* start Supplied information *
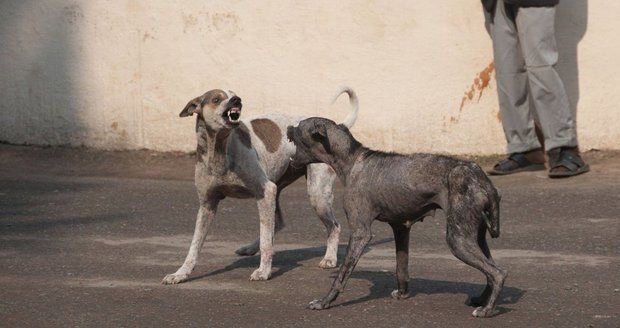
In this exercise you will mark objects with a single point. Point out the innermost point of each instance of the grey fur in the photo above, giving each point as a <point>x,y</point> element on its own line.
<point>401,190</point>
<point>232,161</point>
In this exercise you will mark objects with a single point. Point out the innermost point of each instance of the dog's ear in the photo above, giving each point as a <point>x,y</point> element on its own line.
<point>192,107</point>
<point>319,134</point>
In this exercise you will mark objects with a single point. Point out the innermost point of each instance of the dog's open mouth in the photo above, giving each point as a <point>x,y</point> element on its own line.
<point>232,115</point>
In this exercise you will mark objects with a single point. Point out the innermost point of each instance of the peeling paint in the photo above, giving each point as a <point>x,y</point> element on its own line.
<point>481,82</point>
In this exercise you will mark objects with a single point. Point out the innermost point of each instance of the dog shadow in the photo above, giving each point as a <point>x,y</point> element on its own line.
<point>384,282</point>
<point>285,260</point>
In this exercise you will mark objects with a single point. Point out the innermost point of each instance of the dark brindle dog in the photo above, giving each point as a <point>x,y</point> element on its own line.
<point>401,190</point>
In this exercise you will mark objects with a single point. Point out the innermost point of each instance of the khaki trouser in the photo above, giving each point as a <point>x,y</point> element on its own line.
<point>525,55</point>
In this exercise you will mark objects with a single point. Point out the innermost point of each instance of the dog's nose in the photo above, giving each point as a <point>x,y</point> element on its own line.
<point>235,100</point>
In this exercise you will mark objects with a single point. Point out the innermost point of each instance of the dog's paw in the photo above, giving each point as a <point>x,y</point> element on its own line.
<point>247,250</point>
<point>483,312</point>
<point>174,278</point>
<point>327,263</point>
<point>398,295</point>
<point>259,275</point>
<point>318,305</point>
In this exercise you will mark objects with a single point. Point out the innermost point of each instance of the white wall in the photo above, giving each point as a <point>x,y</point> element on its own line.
<point>115,74</point>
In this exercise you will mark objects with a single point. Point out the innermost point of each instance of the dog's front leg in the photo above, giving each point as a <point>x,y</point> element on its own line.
<point>205,216</point>
<point>360,237</point>
<point>266,212</point>
<point>401,238</point>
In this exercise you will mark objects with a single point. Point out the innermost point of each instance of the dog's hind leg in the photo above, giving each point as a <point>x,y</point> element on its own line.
<point>205,217</point>
<point>289,177</point>
<point>360,237</point>
<point>401,238</point>
<point>252,248</point>
<point>464,246</point>
<point>320,182</point>
<point>266,213</point>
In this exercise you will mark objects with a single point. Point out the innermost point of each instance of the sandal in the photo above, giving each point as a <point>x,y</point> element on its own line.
<point>517,162</point>
<point>566,163</point>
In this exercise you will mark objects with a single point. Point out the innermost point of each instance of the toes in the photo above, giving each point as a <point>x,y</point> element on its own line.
<point>475,301</point>
<point>172,279</point>
<point>259,275</point>
<point>247,251</point>
<point>327,264</point>
<point>317,305</point>
<point>483,312</point>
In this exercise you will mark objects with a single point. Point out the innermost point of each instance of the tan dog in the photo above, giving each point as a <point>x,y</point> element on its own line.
<point>251,158</point>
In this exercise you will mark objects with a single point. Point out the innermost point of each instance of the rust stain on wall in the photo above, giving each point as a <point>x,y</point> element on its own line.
<point>481,82</point>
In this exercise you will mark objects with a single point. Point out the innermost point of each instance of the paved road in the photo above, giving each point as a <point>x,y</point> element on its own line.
<point>86,237</point>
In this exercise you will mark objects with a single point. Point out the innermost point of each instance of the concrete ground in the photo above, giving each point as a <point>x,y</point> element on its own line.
<point>86,237</point>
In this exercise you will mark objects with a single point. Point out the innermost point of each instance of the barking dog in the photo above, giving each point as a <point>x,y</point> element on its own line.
<point>250,158</point>
<point>401,190</point>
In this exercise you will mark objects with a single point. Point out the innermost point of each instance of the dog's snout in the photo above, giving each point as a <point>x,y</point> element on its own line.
<point>235,100</point>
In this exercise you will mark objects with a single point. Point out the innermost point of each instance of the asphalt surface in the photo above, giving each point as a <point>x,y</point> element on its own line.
<point>86,237</point>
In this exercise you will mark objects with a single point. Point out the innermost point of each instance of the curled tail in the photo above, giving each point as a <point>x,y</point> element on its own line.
<point>352,117</point>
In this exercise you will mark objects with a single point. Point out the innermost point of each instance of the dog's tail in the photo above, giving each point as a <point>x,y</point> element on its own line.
<point>355,106</point>
<point>470,179</point>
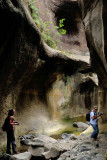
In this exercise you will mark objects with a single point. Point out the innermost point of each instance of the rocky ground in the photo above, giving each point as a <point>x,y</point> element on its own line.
<point>70,147</point>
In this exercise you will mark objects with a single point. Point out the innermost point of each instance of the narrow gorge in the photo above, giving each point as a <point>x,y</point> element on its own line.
<point>61,75</point>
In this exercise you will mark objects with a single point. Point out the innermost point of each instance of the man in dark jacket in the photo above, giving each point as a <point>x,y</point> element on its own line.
<point>10,132</point>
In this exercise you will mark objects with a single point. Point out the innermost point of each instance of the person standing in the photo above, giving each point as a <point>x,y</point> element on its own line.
<point>10,132</point>
<point>94,122</point>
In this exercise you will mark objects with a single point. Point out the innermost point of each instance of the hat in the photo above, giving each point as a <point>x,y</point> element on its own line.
<point>95,107</point>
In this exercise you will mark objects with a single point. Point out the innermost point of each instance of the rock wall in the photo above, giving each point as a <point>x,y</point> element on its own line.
<point>41,91</point>
<point>93,14</point>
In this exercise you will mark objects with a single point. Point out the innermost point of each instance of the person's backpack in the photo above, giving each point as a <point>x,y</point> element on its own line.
<point>6,124</point>
<point>88,116</point>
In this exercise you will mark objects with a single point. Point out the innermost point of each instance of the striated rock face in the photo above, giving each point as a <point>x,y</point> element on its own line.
<point>93,14</point>
<point>39,82</point>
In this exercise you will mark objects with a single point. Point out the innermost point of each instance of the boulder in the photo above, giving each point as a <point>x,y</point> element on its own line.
<point>36,151</point>
<point>52,153</point>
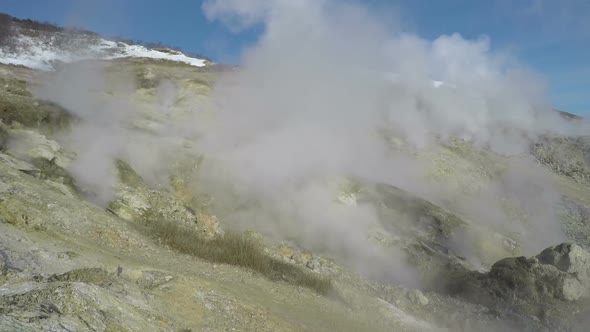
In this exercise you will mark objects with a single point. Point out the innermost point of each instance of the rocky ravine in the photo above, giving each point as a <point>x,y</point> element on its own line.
<point>67,264</point>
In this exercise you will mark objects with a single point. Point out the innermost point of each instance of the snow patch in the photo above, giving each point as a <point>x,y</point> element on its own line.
<point>42,54</point>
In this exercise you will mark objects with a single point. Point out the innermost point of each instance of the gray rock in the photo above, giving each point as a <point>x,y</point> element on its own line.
<point>566,156</point>
<point>557,277</point>
<point>153,279</point>
<point>417,298</point>
<point>314,264</point>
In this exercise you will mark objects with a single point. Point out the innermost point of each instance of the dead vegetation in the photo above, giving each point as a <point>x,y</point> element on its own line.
<point>235,249</point>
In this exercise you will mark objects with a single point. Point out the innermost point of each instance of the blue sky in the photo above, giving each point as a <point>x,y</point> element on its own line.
<point>550,36</point>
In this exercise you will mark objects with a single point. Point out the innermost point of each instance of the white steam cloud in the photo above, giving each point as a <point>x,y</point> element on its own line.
<point>308,108</point>
<point>324,77</point>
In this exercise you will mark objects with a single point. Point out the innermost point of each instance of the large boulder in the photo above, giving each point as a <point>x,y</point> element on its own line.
<point>566,156</point>
<point>559,274</point>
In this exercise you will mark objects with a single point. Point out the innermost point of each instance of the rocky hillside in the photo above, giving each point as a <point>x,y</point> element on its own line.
<point>44,46</point>
<point>109,220</point>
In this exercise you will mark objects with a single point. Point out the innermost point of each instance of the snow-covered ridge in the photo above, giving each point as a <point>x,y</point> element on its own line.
<point>44,51</point>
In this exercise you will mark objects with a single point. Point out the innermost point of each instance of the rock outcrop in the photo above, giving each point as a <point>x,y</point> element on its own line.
* end Supplied information *
• What this task involves: Render all the records above as a Markdown table with two columns, Row and Line. Put a row number in Row and one line in Line, skip blank lines, and leave the pictures out.

• The answer:
| Row | Line |
|---|---|
| 1 | In this exercise you will mark objects with a single point. Point out the innermost point of each instance of the grey fur in the photo above, giving each point as a <point>x,y</point> element on its own line. |
| 2 | <point>401,190</point> |
| 3 | <point>232,161</point> |
| 4 | In this exercise you will mark objects with a single point. Point out the innermost point of each instance of the dog's ear in the photo above, giving each point as a <point>x,y</point> element on its own line. |
| 5 | <point>192,107</point> |
| 6 | <point>319,134</point> |
| 7 | In this exercise you will mark objects with a single point. Point out the innermost point of each instance of the dog's open mouth in the photo above, giving each point as a <point>x,y</point> element on its own line. |
| 8 | <point>232,115</point> |
| 9 | In this exercise you will mark objects with a single point. Point out the innermost point of each instance of the peeling paint in the photo above, giving each point as a <point>x,y</point> element on its own line. |
| 10 | <point>481,82</point> |
| 11 | In this exercise you will mark objects with a single point. Point out the innermost point of each instance of the dog shadow in the photo above, giving each point as a <point>x,y</point> element on its own line. |
| 12 | <point>384,282</point> |
| 13 | <point>285,260</point> |
| 14 | In this exercise you will mark objects with a single point. Point out the innermost point of each instance of the dark brindle dog in the photo above, giving each point as a <point>x,y</point> element on its own line. |
| 15 | <point>401,190</point> |
| 16 | In this exercise you will mark objects with a single point. Point out the innermost point of each instance of the khaki trouser in the photo above, giving each point as a <point>x,y</point> element on its own line. |
| 17 | <point>525,55</point> |
| 18 | In this exercise you will mark objects with a single point. Point out the innermost point of each instance of the dog's nose in the photo above, giving each point as a <point>x,y</point> element on its own line. |
| 19 | <point>235,100</point> |
| 20 | In this exercise you will mark objects with a single point. Point out the innermost point of each instance of the dog's paw in the photo above, giving each point as a <point>x,y</point> element on its own line. |
| 21 | <point>247,250</point> |
| 22 | <point>483,312</point> |
| 23 | <point>174,278</point> |
| 24 | <point>327,263</point> |
| 25 | <point>398,295</point> |
| 26 | <point>259,275</point> |
| 27 | <point>318,305</point> |
| 28 | In this exercise you will mark objects with a single point. Point out the innermost point of each instance of the white wall in the photo above, giving each point as a <point>x,y</point> element on its own line. |
| 29 | <point>115,74</point> |
| 30 | In this exercise you will mark objects with a single point. Point out the innermost point of each instance of the dog's front leg in the photo above, giving each point as a <point>x,y</point> element on its own line. |
| 31 | <point>205,216</point> |
| 32 | <point>360,237</point> |
| 33 | <point>266,212</point> |
| 34 | <point>401,238</point> |
| 35 | In this exercise you will mark objects with a single point. Point out the innermost point of each instance of the dog's hind leg in the photo above, giving each point as a <point>x,y</point> element on its own line. |
| 36 | <point>205,217</point> |
| 37 | <point>289,177</point> |
| 38 | <point>360,237</point> |
| 39 | <point>401,238</point> |
| 40 | <point>252,248</point> |
| 41 | <point>464,246</point> |
| 42 | <point>320,182</point> |
| 43 | <point>266,213</point> |
| 44 | In this exercise you will mark objects with a single point. Point out the innermost point of each instance of the sandal in the photo above, giving each point as a <point>x,y</point> element on its own line. |
| 45 | <point>517,162</point> |
| 46 | <point>566,163</point> |
| 47 | In this exercise you will mark objects with a single point. Point out the innermost point of each instance of the toes in the photo above, giving each point as a <point>x,y</point> element on its own line. |
| 48 | <point>475,301</point> |
| 49 | <point>172,279</point> |
| 50 | <point>259,275</point> |
| 51 | <point>247,251</point> |
| 52 | <point>327,264</point> |
| 53 | <point>317,305</point> |
| 54 | <point>483,312</point> |
| 55 | In this exercise you will mark objects with a single point. Point out the innermost point of each instance of the tan dog in the photo above, giving each point as a <point>x,y</point> element on its own line. |
| 56 | <point>251,158</point> |
| 57 | In this exercise you will mark objects with a single point. Point out the innermost point of each instance of the rust stain on wall in the photo above, giving each point as a <point>x,y</point> element on its own line. |
| 58 | <point>481,82</point> |
| 59 | In this exercise you will mark objects with a single point. Point out the innermost point of each instance of the paved road in the photo above, giving each point as a <point>x,y</point> element on its own line. |
| 60 | <point>86,237</point> |
| 61 | In this exercise you will mark objects with a single point. Point out the innermost point of each instance of the concrete ground in the photo above, giving each point as a <point>x,y</point> element on its own line. |
| 62 | <point>86,237</point> |
| 63 | In this exercise you will mark objects with a single point. Point out the innermost point of each instance of the barking dog in the photo above, giving each point as a <point>x,y</point> element on its own line. |
| 64 | <point>250,158</point> |
| 65 | <point>401,190</point> |
| 66 | In this exercise you will mark objects with a single point. Point out the innermost point of each instance of the dog's snout in the photo above, giving each point as a <point>x,y</point> element on its own line. |
| 67 | <point>235,100</point> |
| 68 | In this exercise you will mark objects with a single point. Point out the innermost point of each instance of the asphalt surface in the photo above, giving each point as a <point>x,y</point> element on its own line. |
| 69 | <point>86,237</point> |
| 70 | In this exercise you will mark objects with a single point. Point out the innermost point of each instance of the curled tail in the photo above, giving each point as a <point>x,y</point> element on its own line. |
| 71 | <point>352,117</point> |
| 72 | In this exercise you will mark objects with a single point. Point out the innermost point of each instance of the dog's tail in the photo above, giving each point as a <point>x,y</point> element on its own line. |
| 73 | <point>355,106</point> |
| 74 | <point>470,179</point> |
| 75 | In this exercise you will mark objects with a single point. Point out the innermost point of each instance of the rocky ground in the photo above, giving each point as a <point>x,y</point> element on its own line. |
| 76 | <point>70,147</point> |
| 77 | In this exercise you will mark objects with a single point. Point out the innermost point of each instance of the narrow gorge in the photo above, giving each point as a <point>x,y</point> element on its own line. |
| 78 | <point>61,75</point> |
| 79 | In this exercise you will mark objects with a single point. Point out the innermost point of each instance of the man in dark jacket in the photo above, giving each point as a <point>x,y</point> element on its own line. |
| 80 | <point>10,132</point> |
| 81 | In this exercise you will mark objects with a single point. Point out the innermost point of each instance of the person standing in the photo above, giving each point as a <point>x,y</point> element on its own line. |
| 82 | <point>10,132</point> |
| 83 | <point>94,122</point> |
| 84 | In this exercise you will mark objects with a single point. Point out the innermost point of each instance of the hat in the photo above, giving each point as a <point>x,y</point> element on its own line. |
| 85 | <point>95,107</point> |
| 86 | In this exercise you will mark objects with a single point. Point out the innermost point of each instance of the rock wall in the photo above, giving each point as a <point>x,y</point> element on its own line. |
| 87 | <point>41,91</point> |
| 88 | <point>93,14</point> |
| 89 | In this exercise you will mark objects with a single point. Point out the innermost point of each instance of the person's backpack in the photo above, giving each point as a <point>x,y</point> element on its own line. |
| 90 | <point>6,124</point> |
| 91 | <point>88,116</point> |
| 92 | In this exercise you will mark objects with a single point. Point out the innermost point of each instance of the striated rock face in the photo above, giving each point as a <point>x,y</point> element on its own line. |
| 93 | <point>93,14</point> |
| 94 | <point>39,82</point> |
| 95 | In this exercise you will mark objects with a single point. Point out the innermost point of each instance of the boulder in the photo above, giving each point as a <point>x,y</point> element on its own line. |
| 96 | <point>36,151</point> |
| 97 | <point>52,153</point> |
| 98 | In this exercise you will mark objects with a single point. Point out the innermost point of each instance of the rocky ravine in the photo above, giving each point as a <point>x,y</point> element on its own line. |
| 99 | <point>67,264</point> |
| 100 | In this exercise you will mark objects with a single point. Point out the innermost point of each instance of the snow patch in the photo above, giving each point as a <point>x,y</point> element on its own line. |
| 101 | <point>42,54</point> |
| 102 | In this exercise you will mark objects with a single point. Point out the innermost point of each instance of the gray rock in the photo above, giving each point as a <point>x,y</point> element on its own line. |
| 103 | <point>566,156</point> |
| 104 | <point>557,277</point> |
| 105 | <point>153,279</point> |
| 106 | <point>417,298</point> |
| 107 | <point>314,264</point> |
| 108 | In this exercise you will mark objects with a single point. Point out the innermost point of each instance of the dead vegetation in the photo above, giving each point as a <point>x,y</point> element on its own line. |
| 109 | <point>235,249</point> |
| 110 | In this exercise you will mark objects with a single point. Point out the innermost point of each instance of the blue sky in the photo above, giving each point as a <point>x,y</point> element on its own line. |
| 111 | <point>550,36</point> |
| 112 | In this exercise you will mark objects with a single point. Point out the innermost point of each instance of the white steam cloud in the photo above, giving each point as a <point>x,y</point> element on its own line. |
| 113 | <point>308,108</point> |
| 114 | <point>324,77</point> |
| 115 | In this exercise you will mark objects with a single point. Point out the innermost point of each instance of the large boulder in the photo above, giving each point as a <point>x,y</point> element on its own line. |
| 116 | <point>566,156</point> |
| 117 | <point>559,274</point> |
| 118 | In this exercise you will mark objects with a single point. Point out the innermost point of each instance of the rocky hillside in the photo above, giving each point as a <point>x,y</point> element on its own line. |
| 119 | <point>44,46</point> |
| 120 | <point>109,220</point> |
| 121 | In this exercise you will mark objects with a single point. Point out the innermost point of each instance of the snow-covered ridge in the photo above, giving each point as a <point>x,y</point> element on its own line. |
| 122 | <point>44,51</point> |
| 123 | In this exercise you will mark objects with a single point. Point out the innermost point of each instance of the rock outcrop in the photo above, giving each point as a <point>x,y</point> element on its own line. |